◆ Point labeling dataset excerpts ◆
+ + + + + + +

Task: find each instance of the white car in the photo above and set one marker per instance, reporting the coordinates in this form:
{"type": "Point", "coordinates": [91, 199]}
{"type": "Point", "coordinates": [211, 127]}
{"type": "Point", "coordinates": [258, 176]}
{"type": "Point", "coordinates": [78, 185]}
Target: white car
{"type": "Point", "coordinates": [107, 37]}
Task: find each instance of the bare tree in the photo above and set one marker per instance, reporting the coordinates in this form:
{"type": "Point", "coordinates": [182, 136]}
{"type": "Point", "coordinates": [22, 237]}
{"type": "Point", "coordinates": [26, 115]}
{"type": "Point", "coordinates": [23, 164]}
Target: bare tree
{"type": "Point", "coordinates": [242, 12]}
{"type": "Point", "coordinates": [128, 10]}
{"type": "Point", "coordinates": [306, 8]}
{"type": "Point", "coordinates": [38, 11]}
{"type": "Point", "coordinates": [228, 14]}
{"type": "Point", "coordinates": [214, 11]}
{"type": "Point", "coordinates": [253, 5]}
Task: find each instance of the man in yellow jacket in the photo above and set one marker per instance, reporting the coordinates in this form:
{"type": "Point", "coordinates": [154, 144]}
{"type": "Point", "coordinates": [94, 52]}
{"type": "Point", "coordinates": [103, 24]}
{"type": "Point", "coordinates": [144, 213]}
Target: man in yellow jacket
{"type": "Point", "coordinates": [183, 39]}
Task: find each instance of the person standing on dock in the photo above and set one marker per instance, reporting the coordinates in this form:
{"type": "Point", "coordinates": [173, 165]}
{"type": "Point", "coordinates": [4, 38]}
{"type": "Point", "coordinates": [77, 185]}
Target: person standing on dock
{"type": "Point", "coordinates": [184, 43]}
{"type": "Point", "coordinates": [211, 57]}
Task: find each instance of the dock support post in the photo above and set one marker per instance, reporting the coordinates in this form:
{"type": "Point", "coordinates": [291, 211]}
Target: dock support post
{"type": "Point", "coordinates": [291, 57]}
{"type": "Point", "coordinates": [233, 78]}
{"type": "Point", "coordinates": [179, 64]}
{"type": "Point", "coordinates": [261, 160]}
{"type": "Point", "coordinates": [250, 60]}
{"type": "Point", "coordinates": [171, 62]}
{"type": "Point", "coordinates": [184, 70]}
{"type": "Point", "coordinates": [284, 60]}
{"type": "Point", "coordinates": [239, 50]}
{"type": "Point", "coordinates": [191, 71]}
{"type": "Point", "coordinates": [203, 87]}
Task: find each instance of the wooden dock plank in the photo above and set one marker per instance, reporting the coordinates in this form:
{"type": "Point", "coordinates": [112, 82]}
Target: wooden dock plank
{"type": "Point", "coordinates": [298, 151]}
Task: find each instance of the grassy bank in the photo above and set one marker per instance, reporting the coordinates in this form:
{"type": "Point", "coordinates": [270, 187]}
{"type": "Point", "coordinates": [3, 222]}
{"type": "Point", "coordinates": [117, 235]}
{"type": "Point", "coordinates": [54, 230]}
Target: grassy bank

+ + + + + + +

◆ Goal ◆
Output all of the data above without any alteration.

◆ Result of this exercise ◆
Task: find each instance of the white car in the photo above and set one marker per instance, reporting the coordinates in this form:
{"type": "Point", "coordinates": [91, 199]}
{"type": "Point", "coordinates": [211, 127]}
{"type": "Point", "coordinates": [258, 176]}
{"type": "Point", "coordinates": [78, 185]}
Target: white car
{"type": "Point", "coordinates": [107, 37]}
Task: find each instance of the bare tree in the photo above and set one marker per instance, reporting the coordinates in this form:
{"type": "Point", "coordinates": [182, 136]}
{"type": "Point", "coordinates": [22, 237]}
{"type": "Point", "coordinates": [26, 115]}
{"type": "Point", "coordinates": [23, 164]}
Target: bare tree
{"type": "Point", "coordinates": [242, 12]}
{"type": "Point", "coordinates": [128, 10]}
{"type": "Point", "coordinates": [306, 8]}
{"type": "Point", "coordinates": [38, 11]}
{"type": "Point", "coordinates": [228, 14]}
{"type": "Point", "coordinates": [214, 11]}
{"type": "Point", "coordinates": [253, 5]}
Task: find each instance of the man in yellow jacket in the photo above and set one marker per instance, reporting the coordinates in this form:
{"type": "Point", "coordinates": [154, 144]}
{"type": "Point", "coordinates": [94, 52]}
{"type": "Point", "coordinates": [103, 24]}
{"type": "Point", "coordinates": [144, 213]}
Target: man in yellow jacket
{"type": "Point", "coordinates": [183, 39]}
Task: find each instance of the person standing on dock in the photo above and set one marker per instance, reporting the coordinates in this form:
{"type": "Point", "coordinates": [173, 165]}
{"type": "Point", "coordinates": [4, 38]}
{"type": "Point", "coordinates": [77, 185]}
Target: person standing on dock
{"type": "Point", "coordinates": [184, 43]}
{"type": "Point", "coordinates": [211, 57]}
Task: find each instance of the dock support post in the photo above and set one marker per instance, reporting the coordinates in this form:
{"type": "Point", "coordinates": [291, 211]}
Target: dock support post
{"type": "Point", "coordinates": [291, 57]}
{"type": "Point", "coordinates": [233, 78]}
{"type": "Point", "coordinates": [179, 64]}
{"type": "Point", "coordinates": [261, 160]}
{"type": "Point", "coordinates": [250, 60]}
{"type": "Point", "coordinates": [171, 62]}
{"type": "Point", "coordinates": [184, 70]}
{"type": "Point", "coordinates": [284, 60]}
{"type": "Point", "coordinates": [239, 50]}
{"type": "Point", "coordinates": [191, 71]}
{"type": "Point", "coordinates": [203, 87]}
Task: find each instance of the wooden dock plank in the photo above and set one marker per instance, reporting the coordinates in this form:
{"type": "Point", "coordinates": [112, 82]}
Target: wooden dock plank
{"type": "Point", "coordinates": [298, 151]}
Task: find each instance of the grassy bank in the photo above and set one marker per instance, reporting the coordinates in this form:
{"type": "Point", "coordinates": [270, 187]}
{"type": "Point", "coordinates": [3, 222]}
{"type": "Point", "coordinates": [117, 235]}
{"type": "Point", "coordinates": [54, 230]}
Target: grassy bank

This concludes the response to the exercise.